TEXTE DU DOCUMENT.
Pour les jeunes, la situation est encore plus critique. En 1982, 19 % des moins de 25 ans étaient en situation précaire. Cette année, il a atteint 56 %, selon une étude récente de l’Observatoire des Inégalités. Ce triplement de la précarité chez les jeunes actifs a largement modifié leur perception du monde professionnel. Enfin, c’est un fait incontournable que le travail paie moins qu’avant. Comme le souligne Antoine Foucher, spécialiste des questions sociales, les générations actuelles d’actifs sont les premières depuis 1945 à ne pas pouvoir vivre mieux grâce au fruit de leur activité économique. Pendant les Trente Glorieuses, on pouvait doubler son niveau de vie en 15 ans de travail. Désormais, avec le ralentissement de la croissance et l’évaporation de la productivité, il faudrait travailler 84 ans pour vivre deux fois mieux. Tous ces éléments contribuent à expliquer pourquoi le travail n’occupe plus une place aussi centrale chez les jeunes.

Gen-Z au travail : quelles stratégies ?

Entrées de la collection.
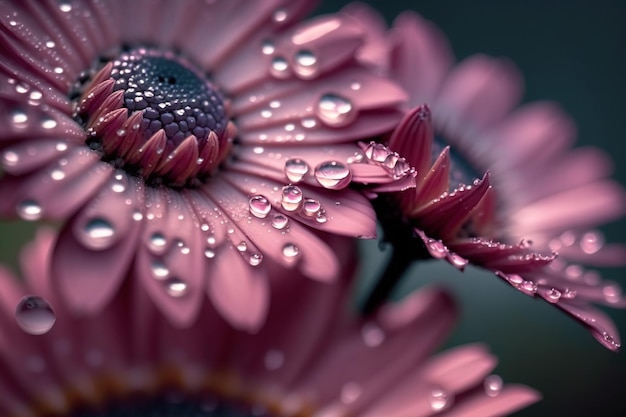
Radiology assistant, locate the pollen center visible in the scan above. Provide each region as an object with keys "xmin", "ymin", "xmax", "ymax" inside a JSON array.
[{"xmin": 74, "ymin": 48, "xmax": 235, "ymax": 187}]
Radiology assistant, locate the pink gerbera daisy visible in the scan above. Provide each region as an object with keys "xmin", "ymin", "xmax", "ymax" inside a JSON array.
[
  {"xmin": 0, "ymin": 0, "xmax": 412, "ymax": 330},
  {"xmin": 0, "ymin": 232, "xmax": 538, "ymax": 417},
  {"xmin": 352, "ymin": 9, "xmax": 626, "ymax": 350}
]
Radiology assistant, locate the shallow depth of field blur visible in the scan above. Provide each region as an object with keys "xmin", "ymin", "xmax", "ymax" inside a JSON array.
[{"xmin": 0, "ymin": 0, "xmax": 626, "ymax": 417}]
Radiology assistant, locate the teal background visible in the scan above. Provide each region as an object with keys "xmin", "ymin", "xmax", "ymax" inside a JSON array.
[{"xmin": 320, "ymin": 0, "xmax": 626, "ymax": 417}]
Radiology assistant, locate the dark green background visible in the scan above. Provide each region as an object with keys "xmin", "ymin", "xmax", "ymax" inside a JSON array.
[{"xmin": 321, "ymin": 0, "xmax": 626, "ymax": 417}]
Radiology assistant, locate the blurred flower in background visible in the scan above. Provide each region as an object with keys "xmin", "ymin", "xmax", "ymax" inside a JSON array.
[
  {"xmin": 0, "ymin": 0, "xmax": 412, "ymax": 331},
  {"xmin": 0, "ymin": 231, "xmax": 538, "ymax": 417}
]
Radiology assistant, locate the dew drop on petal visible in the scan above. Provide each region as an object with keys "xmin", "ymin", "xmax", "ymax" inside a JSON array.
[
  {"xmin": 313, "ymin": 161, "xmax": 352, "ymax": 190},
  {"xmin": 361, "ymin": 322, "xmax": 385, "ymax": 347},
  {"xmin": 150, "ymin": 260, "xmax": 170, "ymax": 280},
  {"xmin": 429, "ymin": 386, "xmax": 452, "ymax": 412},
  {"xmin": 165, "ymin": 277, "xmax": 189, "ymax": 298},
  {"xmin": 15, "ymin": 295, "xmax": 56, "ymax": 335},
  {"xmin": 263, "ymin": 349, "xmax": 285, "ymax": 371},
  {"xmin": 249, "ymin": 195, "xmax": 272, "ymax": 219},
  {"xmin": 17, "ymin": 200, "xmax": 43, "ymax": 221},
  {"xmin": 285, "ymin": 158, "xmax": 309, "ymax": 182},
  {"xmin": 281, "ymin": 185, "xmax": 303, "ymax": 211},
  {"xmin": 316, "ymin": 94, "xmax": 356, "ymax": 126},
  {"xmin": 294, "ymin": 49, "xmax": 319, "ymax": 78},
  {"xmin": 484, "ymin": 375, "xmax": 503, "ymax": 397},
  {"xmin": 283, "ymin": 243, "xmax": 300, "ymax": 260},
  {"xmin": 341, "ymin": 382, "xmax": 361, "ymax": 404},
  {"xmin": 272, "ymin": 214, "xmax": 289, "ymax": 230},
  {"xmin": 79, "ymin": 217, "xmax": 115, "ymax": 250}
]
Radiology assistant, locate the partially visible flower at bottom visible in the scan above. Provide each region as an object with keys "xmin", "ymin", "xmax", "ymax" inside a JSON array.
[{"xmin": 0, "ymin": 228, "xmax": 539, "ymax": 417}]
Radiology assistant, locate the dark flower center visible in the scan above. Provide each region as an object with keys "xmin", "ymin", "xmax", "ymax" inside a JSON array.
[
  {"xmin": 111, "ymin": 50, "xmax": 228, "ymax": 145},
  {"xmin": 74, "ymin": 48, "xmax": 236, "ymax": 187},
  {"xmin": 432, "ymin": 135, "xmax": 484, "ymax": 191}
]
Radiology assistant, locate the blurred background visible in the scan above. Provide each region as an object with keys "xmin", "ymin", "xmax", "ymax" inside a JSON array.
[
  {"xmin": 320, "ymin": 0, "xmax": 626, "ymax": 417},
  {"xmin": 0, "ymin": 0, "xmax": 626, "ymax": 417}
]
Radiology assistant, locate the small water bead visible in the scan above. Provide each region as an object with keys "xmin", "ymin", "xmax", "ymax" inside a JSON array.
[
  {"xmin": 263, "ymin": 349, "xmax": 285, "ymax": 371},
  {"xmin": 341, "ymin": 382, "xmax": 362, "ymax": 404},
  {"xmin": 165, "ymin": 277, "xmax": 189, "ymax": 298},
  {"xmin": 283, "ymin": 243, "xmax": 300, "ymax": 259},
  {"xmin": 15, "ymin": 295, "xmax": 56, "ymax": 335},
  {"xmin": 249, "ymin": 195, "xmax": 272, "ymax": 219},
  {"xmin": 284, "ymin": 158, "xmax": 309, "ymax": 182},
  {"xmin": 313, "ymin": 161, "xmax": 352, "ymax": 190},
  {"xmin": 429, "ymin": 386, "xmax": 453, "ymax": 412},
  {"xmin": 16, "ymin": 200, "xmax": 43, "ymax": 221},
  {"xmin": 316, "ymin": 93, "xmax": 356, "ymax": 126},
  {"xmin": 484, "ymin": 375, "xmax": 504, "ymax": 397},
  {"xmin": 150, "ymin": 232, "xmax": 167, "ymax": 252},
  {"xmin": 302, "ymin": 198, "xmax": 322, "ymax": 217},
  {"xmin": 294, "ymin": 49, "xmax": 319, "ymax": 78},
  {"xmin": 150, "ymin": 260, "xmax": 170, "ymax": 280},
  {"xmin": 546, "ymin": 288, "xmax": 561, "ymax": 303},
  {"xmin": 281, "ymin": 185, "xmax": 303, "ymax": 211},
  {"xmin": 361, "ymin": 322, "xmax": 385, "ymax": 347},
  {"xmin": 272, "ymin": 214, "xmax": 289, "ymax": 230}
]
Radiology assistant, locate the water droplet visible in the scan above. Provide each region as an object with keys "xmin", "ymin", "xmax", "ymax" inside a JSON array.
[
  {"xmin": 150, "ymin": 260, "xmax": 170, "ymax": 280},
  {"xmin": 317, "ymin": 94, "xmax": 356, "ymax": 126},
  {"xmin": 294, "ymin": 50, "xmax": 319, "ymax": 78},
  {"xmin": 272, "ymin": 214, "xmax": 289, "ymax": 230},
  {"xmin": 302, "ymin": 198, "xmax": 322, "ymax": 217},
  {"xmin": 59, "ymin": 0, "xmax": 72, "ymax": 13},
  {"xmin": 285, "ymin": 158, "xmax": 309, "ymax": 182},
  {"xmin": 341, "ymin": 382, "xmax": 361, "ymax": 404},
  {"xmin": 11, "ymin": 109, "xmax": 28, "ymax": 128},
  {"xmin": 283, "ymin": 243, "xmax": 300, "ymax": 259},
  {"xmin": 248, "ymin": 252, "xmax": 263, "ymax": 266},
  {"xmin": 429, "ymin": 386, "xmax": 452, "ymax": 412},
  {"xmin": 165, "ymin": 277, "xmax": 189, "ymax": 298},
  {"xmin": 313, "ymin": 161, "xmax": 352, "ymax": 190},
  {"xmin": 361, "ymin": 322, "xmax": 385, "ymax": 347},
  {"xmin": 150, "ymin": 232, "xmax": 167, "ymax": 252},
  {"xmin": 270, "ymin": 56, "xmax": 289, "ymax": 78},
  {"xmin": 15, "ymin": 295, "xmax": 56, "ymax": 335},
  {"xmin": 261, "ymin": 39, "xmax": 276, "ymax": 55},
  {"xmin": 17, "ymin": 200, "xmax": 43, "ymax": 221},
  {"xmin": 580, "ymin": 231, "xmax": 604, "ymax": 254},
  {"xmin": 249, "ymin": 195, "xmax": 272, "ymax": 219},
  {"xmin": 546, "ymin": 288, "xmax": 561, "ymax": 303},
  {"xmin": 281, "ymin": 185, "xmax": 303, "ymax": 211},
  {"xmin": 264, "ymin": 349, "xmax": 285, "ymax": 371},
  {"xmin": 484, "ymin": 375, "xmax": 503, "ymax": 397}
]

TÂCHE À RÉALISER 1. D'après le texte sur la précarité des jeunes, combien d'années de travail faudrait-il désormais pour vivre deux fois mieux ?
TÂCHE À RÉALISER 2. Relevez tous les nombres écrits en chiffres dans le texte sur la précarité des jeunes, dans leur ordre d'apparition.

ESPACE DE RÉPONSE 1. Il faudrait désormais travailler 84 ans pour vivre deux fois mieux.

ESPACE DE RÉPONSE 2. 1982, 19 %, 25, 56 %, 1945, 15, 84